# [SET EXERCISE]
How many lines in the records contain the word "windswept"? Reply with the number alone.

* * * *

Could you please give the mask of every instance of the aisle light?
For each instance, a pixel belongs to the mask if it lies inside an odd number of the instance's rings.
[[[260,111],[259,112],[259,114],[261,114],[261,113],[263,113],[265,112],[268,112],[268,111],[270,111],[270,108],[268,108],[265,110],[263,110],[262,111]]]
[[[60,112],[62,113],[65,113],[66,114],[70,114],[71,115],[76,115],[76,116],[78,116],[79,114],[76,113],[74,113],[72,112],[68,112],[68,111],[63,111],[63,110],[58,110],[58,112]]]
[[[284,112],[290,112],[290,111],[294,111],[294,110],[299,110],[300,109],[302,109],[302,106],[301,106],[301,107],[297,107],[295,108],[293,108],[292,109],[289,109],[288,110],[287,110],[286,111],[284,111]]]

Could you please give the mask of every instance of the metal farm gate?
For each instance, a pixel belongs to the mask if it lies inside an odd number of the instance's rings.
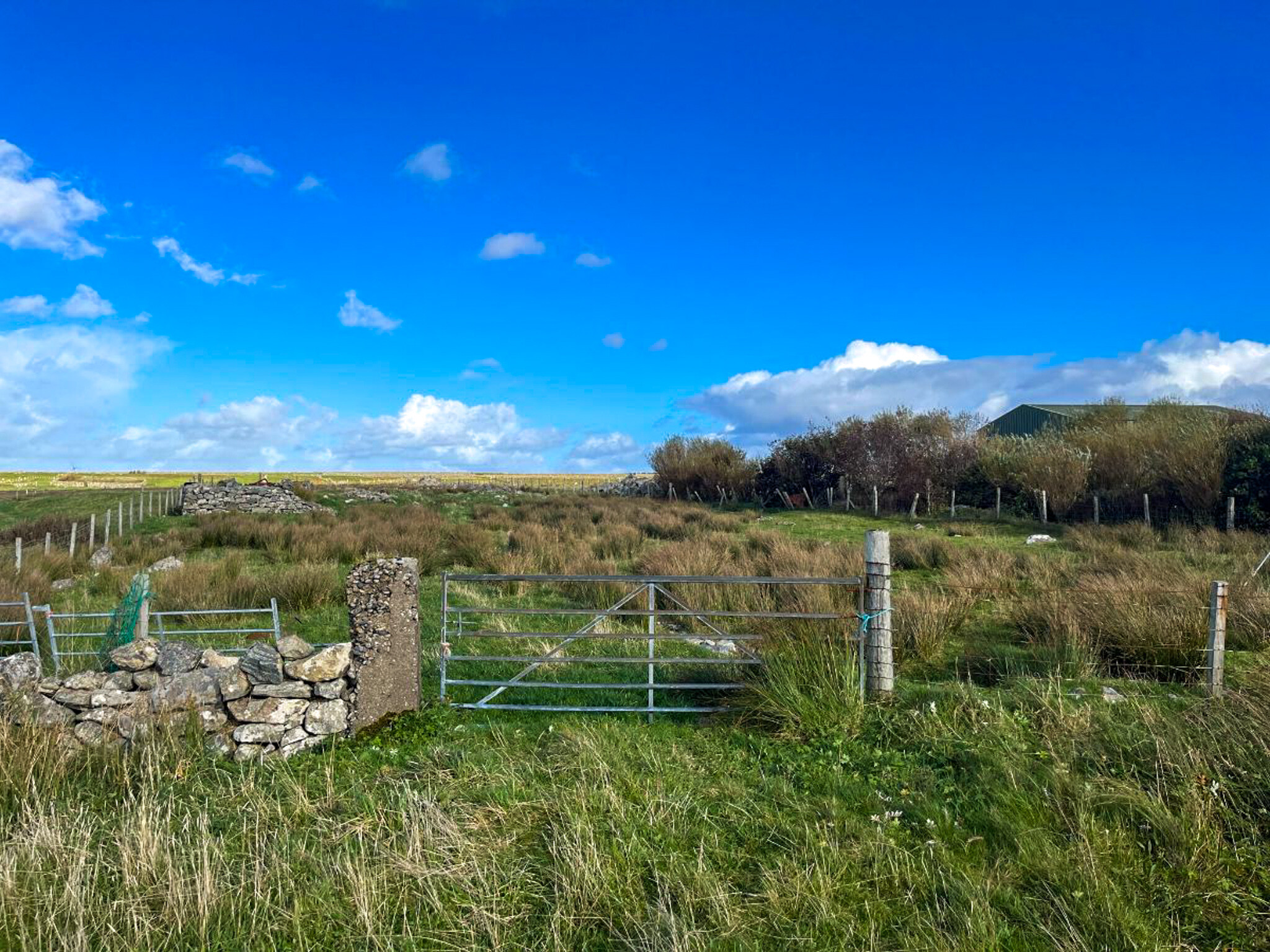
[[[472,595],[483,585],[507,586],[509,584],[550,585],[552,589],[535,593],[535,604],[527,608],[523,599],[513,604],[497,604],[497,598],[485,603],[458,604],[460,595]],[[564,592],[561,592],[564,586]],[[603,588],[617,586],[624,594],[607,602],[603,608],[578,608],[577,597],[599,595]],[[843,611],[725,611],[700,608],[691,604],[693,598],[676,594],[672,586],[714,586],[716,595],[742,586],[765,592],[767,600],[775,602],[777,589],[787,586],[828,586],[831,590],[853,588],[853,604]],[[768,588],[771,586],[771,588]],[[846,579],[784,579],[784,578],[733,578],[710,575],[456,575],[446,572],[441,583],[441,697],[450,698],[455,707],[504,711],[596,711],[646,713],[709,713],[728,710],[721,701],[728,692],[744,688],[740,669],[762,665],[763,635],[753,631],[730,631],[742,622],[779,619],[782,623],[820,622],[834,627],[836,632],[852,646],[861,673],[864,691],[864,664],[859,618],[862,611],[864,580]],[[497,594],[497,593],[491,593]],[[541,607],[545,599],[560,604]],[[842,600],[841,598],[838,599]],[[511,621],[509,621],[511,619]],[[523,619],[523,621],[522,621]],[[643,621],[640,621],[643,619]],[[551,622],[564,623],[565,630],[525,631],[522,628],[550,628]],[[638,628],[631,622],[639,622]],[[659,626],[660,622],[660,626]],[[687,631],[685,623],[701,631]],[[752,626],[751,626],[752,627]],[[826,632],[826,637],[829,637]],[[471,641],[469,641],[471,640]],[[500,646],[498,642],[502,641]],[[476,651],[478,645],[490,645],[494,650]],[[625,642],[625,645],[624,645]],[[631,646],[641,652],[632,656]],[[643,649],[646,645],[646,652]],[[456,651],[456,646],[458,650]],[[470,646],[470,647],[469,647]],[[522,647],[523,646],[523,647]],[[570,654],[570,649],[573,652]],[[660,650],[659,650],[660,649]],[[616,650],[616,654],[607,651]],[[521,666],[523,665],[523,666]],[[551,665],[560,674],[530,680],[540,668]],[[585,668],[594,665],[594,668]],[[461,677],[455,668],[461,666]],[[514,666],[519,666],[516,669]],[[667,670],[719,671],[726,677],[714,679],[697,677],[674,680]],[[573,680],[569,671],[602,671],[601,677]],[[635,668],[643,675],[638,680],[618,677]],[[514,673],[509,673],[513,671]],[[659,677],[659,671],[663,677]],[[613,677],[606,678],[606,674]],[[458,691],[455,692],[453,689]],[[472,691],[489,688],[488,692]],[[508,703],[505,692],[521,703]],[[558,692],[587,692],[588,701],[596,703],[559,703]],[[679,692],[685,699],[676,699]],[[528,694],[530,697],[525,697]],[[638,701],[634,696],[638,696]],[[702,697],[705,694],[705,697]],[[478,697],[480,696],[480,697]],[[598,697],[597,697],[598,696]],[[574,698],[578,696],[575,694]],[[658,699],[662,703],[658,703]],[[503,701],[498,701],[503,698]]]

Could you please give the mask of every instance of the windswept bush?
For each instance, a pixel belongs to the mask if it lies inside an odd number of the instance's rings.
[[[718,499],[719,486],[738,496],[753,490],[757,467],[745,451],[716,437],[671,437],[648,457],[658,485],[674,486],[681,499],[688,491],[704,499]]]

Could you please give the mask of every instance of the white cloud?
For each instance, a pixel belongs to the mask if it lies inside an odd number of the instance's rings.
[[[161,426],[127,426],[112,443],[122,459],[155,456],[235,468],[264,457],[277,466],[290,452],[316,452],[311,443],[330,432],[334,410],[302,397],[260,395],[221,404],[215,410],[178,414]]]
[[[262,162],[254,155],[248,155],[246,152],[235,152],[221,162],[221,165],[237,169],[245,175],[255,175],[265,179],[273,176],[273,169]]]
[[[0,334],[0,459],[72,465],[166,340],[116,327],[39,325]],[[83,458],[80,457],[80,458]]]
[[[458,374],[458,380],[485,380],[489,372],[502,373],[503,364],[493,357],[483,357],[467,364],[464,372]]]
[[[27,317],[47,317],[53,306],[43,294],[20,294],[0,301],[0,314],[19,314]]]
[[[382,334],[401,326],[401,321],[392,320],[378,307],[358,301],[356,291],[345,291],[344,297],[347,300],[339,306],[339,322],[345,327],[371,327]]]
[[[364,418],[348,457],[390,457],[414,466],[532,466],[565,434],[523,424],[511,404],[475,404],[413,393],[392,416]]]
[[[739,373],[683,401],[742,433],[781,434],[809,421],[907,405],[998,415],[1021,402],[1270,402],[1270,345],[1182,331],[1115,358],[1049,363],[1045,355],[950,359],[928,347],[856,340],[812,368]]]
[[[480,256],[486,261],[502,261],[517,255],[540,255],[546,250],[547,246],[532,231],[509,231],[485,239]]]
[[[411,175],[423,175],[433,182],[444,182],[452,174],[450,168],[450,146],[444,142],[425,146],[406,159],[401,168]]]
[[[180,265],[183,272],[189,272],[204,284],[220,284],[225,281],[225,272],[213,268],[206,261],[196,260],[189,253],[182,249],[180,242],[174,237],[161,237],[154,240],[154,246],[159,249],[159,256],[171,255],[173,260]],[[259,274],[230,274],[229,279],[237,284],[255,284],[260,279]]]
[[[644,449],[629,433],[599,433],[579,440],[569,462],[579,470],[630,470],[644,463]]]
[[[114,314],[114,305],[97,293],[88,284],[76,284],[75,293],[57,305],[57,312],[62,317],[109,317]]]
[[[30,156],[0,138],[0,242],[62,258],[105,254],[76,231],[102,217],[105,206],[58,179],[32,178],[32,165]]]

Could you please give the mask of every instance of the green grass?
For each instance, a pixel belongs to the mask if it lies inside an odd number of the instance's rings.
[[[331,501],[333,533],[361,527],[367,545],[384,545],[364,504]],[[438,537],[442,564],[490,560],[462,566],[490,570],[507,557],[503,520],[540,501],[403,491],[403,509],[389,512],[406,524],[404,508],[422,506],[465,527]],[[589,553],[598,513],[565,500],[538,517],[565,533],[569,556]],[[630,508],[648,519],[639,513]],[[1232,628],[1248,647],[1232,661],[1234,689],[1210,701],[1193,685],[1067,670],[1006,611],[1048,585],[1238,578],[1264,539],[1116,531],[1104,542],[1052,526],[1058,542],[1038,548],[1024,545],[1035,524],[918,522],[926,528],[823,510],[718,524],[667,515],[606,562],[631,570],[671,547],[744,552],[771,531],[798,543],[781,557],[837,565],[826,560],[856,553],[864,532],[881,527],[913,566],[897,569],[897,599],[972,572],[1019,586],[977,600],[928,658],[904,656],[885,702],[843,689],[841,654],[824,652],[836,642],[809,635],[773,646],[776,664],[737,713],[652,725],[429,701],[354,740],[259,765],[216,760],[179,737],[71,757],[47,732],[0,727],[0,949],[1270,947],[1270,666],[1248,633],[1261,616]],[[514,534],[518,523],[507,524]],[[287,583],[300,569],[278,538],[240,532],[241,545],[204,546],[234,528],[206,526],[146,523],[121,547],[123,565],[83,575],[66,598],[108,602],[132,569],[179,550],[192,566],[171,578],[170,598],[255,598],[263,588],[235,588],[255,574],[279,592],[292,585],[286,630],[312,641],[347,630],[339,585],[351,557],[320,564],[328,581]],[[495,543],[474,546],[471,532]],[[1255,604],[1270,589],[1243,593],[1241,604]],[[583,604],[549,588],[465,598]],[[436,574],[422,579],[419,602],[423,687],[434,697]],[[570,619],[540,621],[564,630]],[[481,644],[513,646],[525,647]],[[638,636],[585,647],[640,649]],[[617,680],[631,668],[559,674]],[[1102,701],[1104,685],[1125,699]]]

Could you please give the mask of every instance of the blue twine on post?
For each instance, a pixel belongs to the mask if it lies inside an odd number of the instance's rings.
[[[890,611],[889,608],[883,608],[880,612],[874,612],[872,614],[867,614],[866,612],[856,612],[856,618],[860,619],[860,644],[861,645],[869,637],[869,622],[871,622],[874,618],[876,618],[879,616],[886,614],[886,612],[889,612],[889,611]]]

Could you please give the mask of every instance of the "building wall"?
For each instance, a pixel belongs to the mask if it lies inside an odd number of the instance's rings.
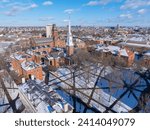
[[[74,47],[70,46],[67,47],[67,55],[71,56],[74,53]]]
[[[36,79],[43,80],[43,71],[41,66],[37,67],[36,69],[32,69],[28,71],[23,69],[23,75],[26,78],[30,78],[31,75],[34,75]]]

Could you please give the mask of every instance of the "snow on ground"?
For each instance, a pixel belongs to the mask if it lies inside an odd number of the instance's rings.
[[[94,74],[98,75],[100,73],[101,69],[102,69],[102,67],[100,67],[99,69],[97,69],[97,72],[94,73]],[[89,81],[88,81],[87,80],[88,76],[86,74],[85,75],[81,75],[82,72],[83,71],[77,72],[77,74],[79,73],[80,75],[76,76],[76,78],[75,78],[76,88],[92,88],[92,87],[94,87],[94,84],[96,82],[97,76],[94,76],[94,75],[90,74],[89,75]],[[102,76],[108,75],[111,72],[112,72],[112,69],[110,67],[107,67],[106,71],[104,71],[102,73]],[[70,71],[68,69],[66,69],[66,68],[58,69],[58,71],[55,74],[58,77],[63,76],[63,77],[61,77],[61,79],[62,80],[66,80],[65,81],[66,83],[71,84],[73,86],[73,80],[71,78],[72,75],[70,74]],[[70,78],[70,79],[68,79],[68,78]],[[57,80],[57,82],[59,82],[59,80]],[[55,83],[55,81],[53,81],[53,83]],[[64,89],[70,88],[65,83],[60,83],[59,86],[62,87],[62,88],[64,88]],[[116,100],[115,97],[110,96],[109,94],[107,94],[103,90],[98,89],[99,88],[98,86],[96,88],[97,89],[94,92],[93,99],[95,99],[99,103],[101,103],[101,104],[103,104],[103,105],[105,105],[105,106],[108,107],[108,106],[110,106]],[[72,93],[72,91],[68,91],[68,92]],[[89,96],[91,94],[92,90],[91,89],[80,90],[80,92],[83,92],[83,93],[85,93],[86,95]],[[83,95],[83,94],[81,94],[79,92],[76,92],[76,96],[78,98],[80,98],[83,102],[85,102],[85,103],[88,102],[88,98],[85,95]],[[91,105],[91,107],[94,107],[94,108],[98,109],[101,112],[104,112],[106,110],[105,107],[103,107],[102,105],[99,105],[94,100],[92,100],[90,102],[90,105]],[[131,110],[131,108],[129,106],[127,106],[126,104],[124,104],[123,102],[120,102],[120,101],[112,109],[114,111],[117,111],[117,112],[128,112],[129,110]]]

* * * *

# [EXPECTED ANSWER]
1